INSTRUCTION
The records below are to be repeated in full, exactly as they are.

SUPPLIED DATA

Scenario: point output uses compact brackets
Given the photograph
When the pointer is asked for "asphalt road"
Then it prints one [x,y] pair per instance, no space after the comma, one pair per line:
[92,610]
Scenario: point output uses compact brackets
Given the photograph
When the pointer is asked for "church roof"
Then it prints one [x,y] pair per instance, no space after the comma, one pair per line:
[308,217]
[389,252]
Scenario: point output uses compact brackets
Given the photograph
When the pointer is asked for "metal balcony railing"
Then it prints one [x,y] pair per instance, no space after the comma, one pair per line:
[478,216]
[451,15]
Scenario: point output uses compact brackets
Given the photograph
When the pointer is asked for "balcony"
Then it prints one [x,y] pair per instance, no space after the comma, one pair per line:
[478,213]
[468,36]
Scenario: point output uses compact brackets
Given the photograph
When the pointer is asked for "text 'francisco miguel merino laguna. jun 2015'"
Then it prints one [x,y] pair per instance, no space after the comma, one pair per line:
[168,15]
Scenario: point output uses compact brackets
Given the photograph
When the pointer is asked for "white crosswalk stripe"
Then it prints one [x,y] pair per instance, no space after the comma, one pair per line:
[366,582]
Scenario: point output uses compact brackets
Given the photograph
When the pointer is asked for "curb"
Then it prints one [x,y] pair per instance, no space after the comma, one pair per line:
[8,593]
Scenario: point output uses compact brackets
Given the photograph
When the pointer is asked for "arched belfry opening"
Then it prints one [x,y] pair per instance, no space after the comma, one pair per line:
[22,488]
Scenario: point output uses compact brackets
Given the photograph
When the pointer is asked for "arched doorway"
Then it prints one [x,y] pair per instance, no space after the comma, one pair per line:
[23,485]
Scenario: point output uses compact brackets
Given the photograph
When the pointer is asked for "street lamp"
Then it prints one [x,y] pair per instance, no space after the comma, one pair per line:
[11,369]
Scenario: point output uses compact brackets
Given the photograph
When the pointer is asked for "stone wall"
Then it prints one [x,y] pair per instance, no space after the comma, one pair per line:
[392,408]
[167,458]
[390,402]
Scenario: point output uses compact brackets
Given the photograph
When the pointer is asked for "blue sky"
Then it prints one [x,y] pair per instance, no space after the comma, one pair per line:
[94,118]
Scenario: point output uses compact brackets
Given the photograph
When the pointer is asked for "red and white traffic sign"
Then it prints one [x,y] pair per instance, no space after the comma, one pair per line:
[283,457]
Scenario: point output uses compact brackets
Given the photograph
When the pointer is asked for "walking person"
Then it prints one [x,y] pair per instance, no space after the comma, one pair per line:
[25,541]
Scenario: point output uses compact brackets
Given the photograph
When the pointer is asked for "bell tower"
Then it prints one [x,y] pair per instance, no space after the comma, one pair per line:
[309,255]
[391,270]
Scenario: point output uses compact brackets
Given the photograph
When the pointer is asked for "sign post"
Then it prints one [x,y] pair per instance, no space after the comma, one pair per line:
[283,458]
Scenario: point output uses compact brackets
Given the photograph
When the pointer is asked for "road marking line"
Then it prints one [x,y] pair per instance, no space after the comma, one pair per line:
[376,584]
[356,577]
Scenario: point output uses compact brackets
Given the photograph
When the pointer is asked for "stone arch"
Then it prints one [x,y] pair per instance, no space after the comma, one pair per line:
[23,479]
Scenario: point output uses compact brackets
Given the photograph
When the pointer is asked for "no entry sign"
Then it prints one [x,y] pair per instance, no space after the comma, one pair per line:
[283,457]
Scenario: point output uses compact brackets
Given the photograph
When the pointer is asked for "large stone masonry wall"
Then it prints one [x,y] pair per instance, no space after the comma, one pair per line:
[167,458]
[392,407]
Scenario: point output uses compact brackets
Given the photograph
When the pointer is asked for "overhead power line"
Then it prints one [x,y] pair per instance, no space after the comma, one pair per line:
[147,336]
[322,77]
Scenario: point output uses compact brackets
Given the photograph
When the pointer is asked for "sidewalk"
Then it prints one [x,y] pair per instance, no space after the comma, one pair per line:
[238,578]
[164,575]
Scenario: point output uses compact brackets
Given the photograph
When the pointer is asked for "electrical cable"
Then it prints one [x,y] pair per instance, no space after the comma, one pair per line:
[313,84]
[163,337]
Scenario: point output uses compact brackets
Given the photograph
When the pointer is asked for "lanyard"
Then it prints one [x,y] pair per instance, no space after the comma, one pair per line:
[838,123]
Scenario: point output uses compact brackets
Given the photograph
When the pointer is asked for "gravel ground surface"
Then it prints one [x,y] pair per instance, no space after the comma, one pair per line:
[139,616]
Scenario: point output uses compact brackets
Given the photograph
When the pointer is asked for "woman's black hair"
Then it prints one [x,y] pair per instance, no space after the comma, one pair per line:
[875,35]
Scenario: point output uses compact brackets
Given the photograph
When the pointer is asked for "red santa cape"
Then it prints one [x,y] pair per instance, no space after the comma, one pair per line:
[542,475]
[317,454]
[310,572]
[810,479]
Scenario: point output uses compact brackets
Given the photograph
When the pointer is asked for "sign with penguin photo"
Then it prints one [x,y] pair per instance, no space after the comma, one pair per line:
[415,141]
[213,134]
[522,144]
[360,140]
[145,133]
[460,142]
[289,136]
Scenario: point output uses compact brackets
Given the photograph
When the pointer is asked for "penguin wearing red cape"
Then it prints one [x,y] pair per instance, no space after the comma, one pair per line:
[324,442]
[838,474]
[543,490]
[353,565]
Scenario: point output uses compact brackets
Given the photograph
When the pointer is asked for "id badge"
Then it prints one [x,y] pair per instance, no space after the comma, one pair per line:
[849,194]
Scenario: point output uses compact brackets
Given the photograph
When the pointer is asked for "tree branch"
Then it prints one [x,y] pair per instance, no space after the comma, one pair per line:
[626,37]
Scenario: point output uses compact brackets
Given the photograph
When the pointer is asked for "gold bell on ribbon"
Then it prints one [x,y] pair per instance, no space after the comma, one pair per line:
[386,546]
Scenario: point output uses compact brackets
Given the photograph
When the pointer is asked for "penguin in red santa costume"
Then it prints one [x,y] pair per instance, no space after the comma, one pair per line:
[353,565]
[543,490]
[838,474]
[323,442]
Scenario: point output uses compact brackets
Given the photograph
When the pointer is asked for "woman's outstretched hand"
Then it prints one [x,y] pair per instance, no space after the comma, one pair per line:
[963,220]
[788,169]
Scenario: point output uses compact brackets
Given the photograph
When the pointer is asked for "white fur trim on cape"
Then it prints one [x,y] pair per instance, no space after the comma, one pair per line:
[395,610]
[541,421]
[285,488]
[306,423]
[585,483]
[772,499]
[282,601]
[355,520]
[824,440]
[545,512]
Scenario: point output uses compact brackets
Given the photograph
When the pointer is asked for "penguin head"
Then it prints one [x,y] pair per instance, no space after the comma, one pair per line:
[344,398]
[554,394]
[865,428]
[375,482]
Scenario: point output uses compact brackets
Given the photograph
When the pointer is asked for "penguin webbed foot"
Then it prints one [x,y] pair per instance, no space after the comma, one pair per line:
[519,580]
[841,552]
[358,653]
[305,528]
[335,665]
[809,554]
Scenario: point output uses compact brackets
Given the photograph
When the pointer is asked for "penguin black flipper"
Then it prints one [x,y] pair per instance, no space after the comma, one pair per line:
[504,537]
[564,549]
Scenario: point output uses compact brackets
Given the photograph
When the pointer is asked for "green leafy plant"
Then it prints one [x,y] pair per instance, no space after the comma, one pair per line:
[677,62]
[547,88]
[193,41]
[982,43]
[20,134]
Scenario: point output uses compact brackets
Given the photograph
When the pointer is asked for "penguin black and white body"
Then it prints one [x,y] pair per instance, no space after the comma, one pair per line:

CORRECT RESPONSE
Scenario: point output uses compact brackets
Given the photograph
When the pointer is asked for "asphalt road"
Then it prints one [x,y] pair per instance, no space after the comma, one pair per line:
[92,610]
Scenario: point output uses compact brackets
Given the photograph
When the pointer is asked for "church roof"
Then it prints one [x,y] pair per instance, no space after the comma, one pair per line:
[308,217]
[389,252]
Scenario: point output uses compact brackets
Given the photograph
When the pointer is asked for "metal balcony railing"
Then it prints one [x,y] pair per instance, no space after the comma, one pair per line:
[478,216]
[451,15]
Scenario: point output uses compact brackets
Given the photograph
When the pointer is asked for "balcony"
Then it prints one [x,y] pair per instance, no space after the comma, one pair per line:
[478,213]
[468,36]
Scenario: point output uses compact brackets
Given the photograph
When the pointer is asked for "text 'francisco miguel merino laguna. jun 2015'"
Then it prints one [x,y] pair per instance, no space after the comma, one pair per line:
[168,15]
Scenario: point output uses compact brackets
Given the photograph
When the pointer is asked for "white crosswalk stripe"
Then it prints one [x,y] pair per instance, no space after the comma, one pair per line:
[366,582]
Scenario: point output uses compact brackets
Given the photograph
When the pointer is asked for "curb"
Then it prints one [x,y] pair per instance, no space after the comma, one pair per line:
[8,593]
Scenario: point output uses compact brackets
Given the photograph
When the pointer is asked for "arched belfry opening"
Then it prints one [x,y] pair per instance, no space after the comma, one pair per line:
[22,488]
Scenario: point output uses compact brackets
Given the photograph
When the pointer is asked for "arched doorway"
Then it prints one [x,y] pair per instance, no space after the comma, one pair per line:
[23,485]
Scenario: point output uses compact brackets
Given the photograph
When the pointer is asked for "street lamp"
Then it prints one [x,y] pair per instance, no space after the comma, one pair per line:
[11,369]
Scenario: point output uses compact brackets
Given the photograph
When the pointer is asked for "stone wall"
Then it prints one [x,y] pair per instance, no space after the comma, one pair per line:
[392,408]
[167,458]
[390,402]
Scenario: point output uses compact brackets
Given the photograph
When the pointer is asked for "blue sky"
Then it prints one [x,y] pair per instance, no space after the comma, one pair per line:
[94,118]
Scenario: point output uses compact brackets
Given the photograph
When the pointer is asked for "red and white traffic sign"
Then it prints one [x,y] pair per instance, no space after the comma, one pair per line:
[283,457]
Scenario: point output uses compact brackets
Given the photograph
When the pointer is asked for "walking person"
Then it prints one [x,y] pair per instance, no space after the comma, one pair per line:
[25,541]
Scenario: point output uses compact brackets
Given the photograph
When the pointer is asked for "bell tower"
Then it prints one [x,y] pair per instance, no space after the comma, one pair per line:
[309,255]
[391,270]
Scenario: point output uses compact brackets
Given the photograph
When the pointer is asked for "sign post"
Then it prints one [x,y] pair per instance, no space after the comma, one pair per line:
[283,458]
Scenario: point output uses compact brackets
Given the photograph
When the pointer is asked for "road marking line"
Then it prints one [x,y] pair per instance, no space after the comma, one pair per line:
[376,584]
[356,577]
Scenario: point output uses compact brackets
Given the photograph
When the pointer is asked for "stone arch"
Then it prints one [x,y] pair per instance, no space after the comma, one pair per line:
[23,479]
Scenario: point output uses compact brackets
Given the photograph
When the pointer is asked for "no entry sign"
Then it prints one [x,y] pair per instance, no space after the comma, one pair per line:
[283,457]
Scenario: point output uses compact brackets
Given the photograph
When the pointer is asked for "large stone masonry wall"
Then it prints one [x,y] pair per instance, no space after the comma, one pair per line:
[167,458]
[392,407]
Scenario: point output uses compact brackets
Given the photograph
When the pointer is asked for "overhead power line"
Then it prints one [x,y] pair per instance, no space after the comma, one pair per line:
[147,336]
[322,77]
Scenario: point output uses compact brackets
Given the photograph
When the pointer is asked for "sidewalk"
Then it prints one [x,y] pair per instance, no space after the comma, one pair per line:
[238,578]
[164,575]
Scenario: point output uses compact brackets
Given the photograph
When the pointer is asked for "electrical cable"
Then it prints one [x,y] pair per instance, no space after the comma, one pair per line:
[313,84]
[163,337]
Scenario: point output uses compact brackets
Given the photograph
When the pointer is asked for "lanyard"
Then it prints one [x,y] pair per instance, no space after the comma, one pair per line:
[838,123]
Scenario: point output uses compact brackets
Given the photograph
When the pointer is asked for "gravel ground surface"
Then it prints one [x,y] pair per instance, no space after the comma, one pair per line:
[139,616]
Scenario: point output uses compact brackets
Given the photograph
When the pointer is asked for "woman's black hair"
Then it prints one [x,y] pair per instance, no space after the comma, one pair per line:
[875,35]
Scenario: point output uses compact brackets
Given the photograph
When the pointer is asked for "red santa cape"
Then it prints one [x,y] pair per instance, no space after the comma, one pair per line:
[542,475]
[317,454]
[310,572]
[810,479]
Scenario: point output uses compact brackets
Given the photograph
When the pointer is asked for "sign with penguin photo"
Then it prints one [x,y] pair per instance, no space after the comma, one pair per line:
[415,141]
[213,134]
[522,144]
[360,140]
[145,133]
[460,142]
[289,136]
Scenario: point output uses compact brackets
Given the photograph
When the pointer is asked for "penguin wearing red cape"
Then it prints one [x,y] pair per instance, no space after the comma, one pair per line:
[324,442]
[838,474]
[543,490]
[353,565]
Scenario: point output uses compact brackets
Given the photograph
When the pointer is asked for "id badge"
Then it prints one [x,y] pair per instance, no space after the comma, one pair per line:
[849,194]
Scenario: point output uses compact brackets
Given the photograph
When the pointer is asked for "tree branch"
Then it prints one [x,y] pair per instance, no space after the comma, one pair per line:
[626,37]
Scenario: point output uses compact brackets
Given the photograph
When the pointer is asked for "gold bell on ribbon"
Then it prints one [x,y] pair per instance, no space after the comma, one pair per line:
[386,546]
Scenario: point output uses compact brackets
Given the photograph
When the pointer is asked for "penguin in red santa costume"
Then it prints one [x,y] pair per instance, no space after the comma, one pair per line:
[353,565]
[543,490]
[838,474]
[323,442]
Scenario: point output uses compact brackets
Given the photograph
When the pointer is asked for "woman's outstretched hand"
Then it prints one [x,y] pair per instance, no space after the comma, one pair per line:
[963,220]
[788,169]
Scenario: point output uses compact brackets
Given the photograph
When the pointer is asked for "white fur trim on cape"
Then it prints one [x,y] pair per instance, no space after the comma, one pair per line:
[395,610]
[541,421]
[285,488]
[306,423]
[585,483]
[772,499]
[282,601]
[355,520]
[824,440]
[545,512]
Scenario: point output uses compact brackets
Given the photograph
When the pointer is asked for "penguin head"
Then it prints one [x,y] pair per instance, no space after the comma, one pair per line:
[344,398]
[554,394]
[865,428]
[375,482]
Scenario: point output uses compact brackets
Given the photograph
When the pointer is asked for "penguin webbed foot"
Then it prints one [x,y] pair per instance, no space after the comma, one pair per line:
[519,580]
[841,552]
[358,653]
[305,528]
[335,665]
[809,554]
Scenario: point output uses compact brackets
Given the photograph
When the pointer is asked for "penguin black flipper"
Then it prints one [x,y] pair per instance, no space after the comma, one pair per line:
[504,537]
[564,549]
Scenario: point output uses compact brackets
Given the photograph
When the pointer is asked for "green leafy plant"
Then it prints one [x,y] pair per instance, no space after the comma, one pair per line:
[677,62]
[547,88]
[193,41]
[982,43]
[20,134]
Scenario: point output uses compact brackets
Given the photograph
When the pointer is asked for "penguin black and white body"
Then it prints one [x,y] pair per instance, no space after the comma, one pair per line:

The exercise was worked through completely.